Please render the records below as a numbered list, leaving out any blank lines. Include only the part that opens with the line containing "Box every green foliage you see." and closes with the line containing "[106,123,163,157]", with both of those lines included.
****************************************
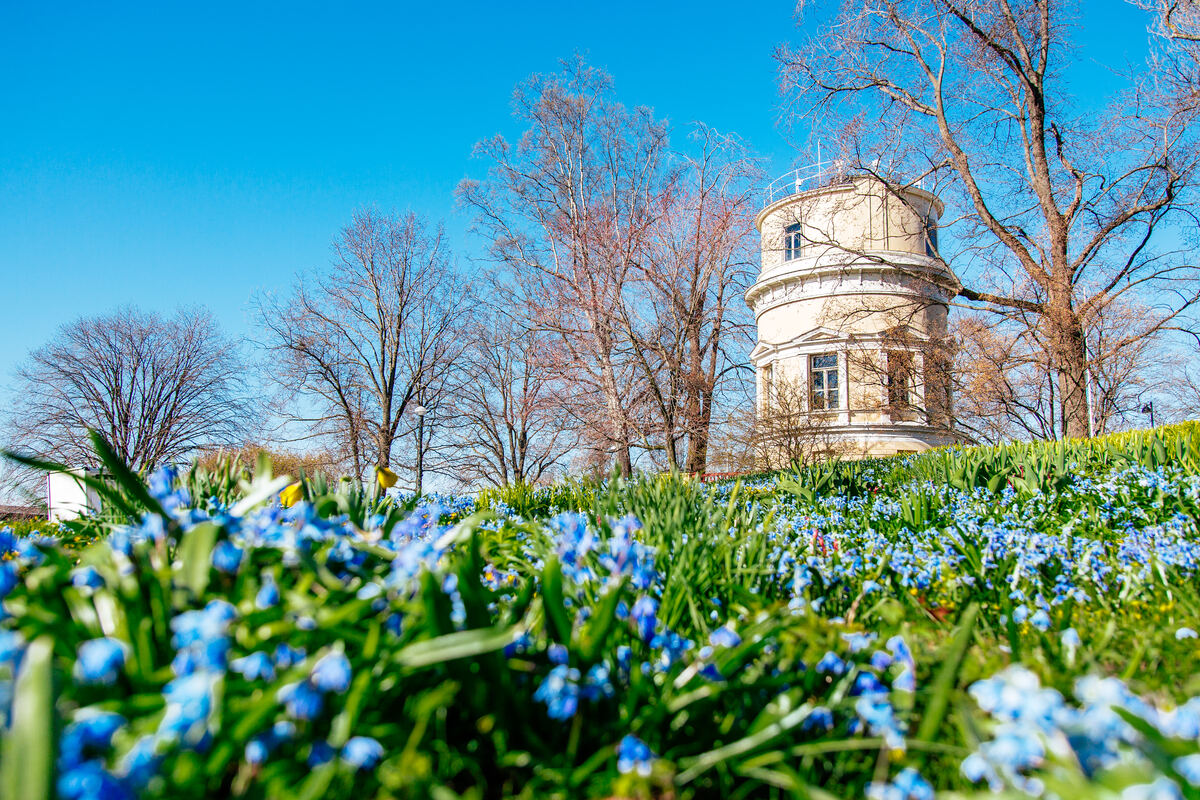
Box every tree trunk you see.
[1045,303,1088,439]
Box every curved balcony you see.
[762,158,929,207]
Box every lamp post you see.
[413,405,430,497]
****************************************
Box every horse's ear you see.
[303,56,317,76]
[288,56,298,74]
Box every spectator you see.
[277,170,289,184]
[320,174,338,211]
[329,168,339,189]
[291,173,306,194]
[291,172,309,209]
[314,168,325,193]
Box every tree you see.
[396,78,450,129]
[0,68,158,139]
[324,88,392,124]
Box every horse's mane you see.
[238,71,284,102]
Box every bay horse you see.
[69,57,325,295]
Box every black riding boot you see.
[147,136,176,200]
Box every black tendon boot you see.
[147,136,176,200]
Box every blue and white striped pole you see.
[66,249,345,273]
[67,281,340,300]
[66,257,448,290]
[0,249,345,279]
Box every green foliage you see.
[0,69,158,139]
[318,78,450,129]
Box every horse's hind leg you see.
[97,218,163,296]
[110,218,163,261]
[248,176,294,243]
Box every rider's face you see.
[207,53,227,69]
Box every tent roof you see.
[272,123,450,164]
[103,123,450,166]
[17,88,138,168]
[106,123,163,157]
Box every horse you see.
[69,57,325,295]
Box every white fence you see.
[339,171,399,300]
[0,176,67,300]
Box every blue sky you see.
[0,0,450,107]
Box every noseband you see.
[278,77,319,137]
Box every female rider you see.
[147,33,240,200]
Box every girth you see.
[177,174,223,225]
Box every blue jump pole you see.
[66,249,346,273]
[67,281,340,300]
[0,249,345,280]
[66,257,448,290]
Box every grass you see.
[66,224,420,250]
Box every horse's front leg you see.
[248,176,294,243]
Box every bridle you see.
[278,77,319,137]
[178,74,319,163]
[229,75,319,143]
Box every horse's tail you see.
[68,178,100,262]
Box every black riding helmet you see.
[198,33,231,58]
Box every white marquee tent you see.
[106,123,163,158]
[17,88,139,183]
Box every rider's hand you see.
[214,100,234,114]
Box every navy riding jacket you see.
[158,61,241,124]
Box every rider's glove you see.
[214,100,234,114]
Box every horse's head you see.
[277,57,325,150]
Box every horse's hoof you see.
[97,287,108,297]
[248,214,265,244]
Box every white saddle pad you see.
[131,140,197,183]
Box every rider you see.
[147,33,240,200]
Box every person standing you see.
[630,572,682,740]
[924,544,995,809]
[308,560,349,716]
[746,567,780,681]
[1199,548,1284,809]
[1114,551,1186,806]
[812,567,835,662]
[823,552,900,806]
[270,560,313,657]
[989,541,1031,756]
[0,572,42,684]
****************************************
> Solved exercise
1. Box every green foliage you see.
2. [0,69,158,139]
3. [318,78,450,129]
4. Box every horse's hind leg you see.
5. [97,218,163,296]
6. [110,218,163,261]
7. [248,176,294,243]
8. Box every rider's face you see.
9. [207,53,227,69]
10. Box every tent roof you see.
11. [272,123,450,164]
12. [103,123,450,166]
13. [17,88,138,168]
14. [106,123,163,157]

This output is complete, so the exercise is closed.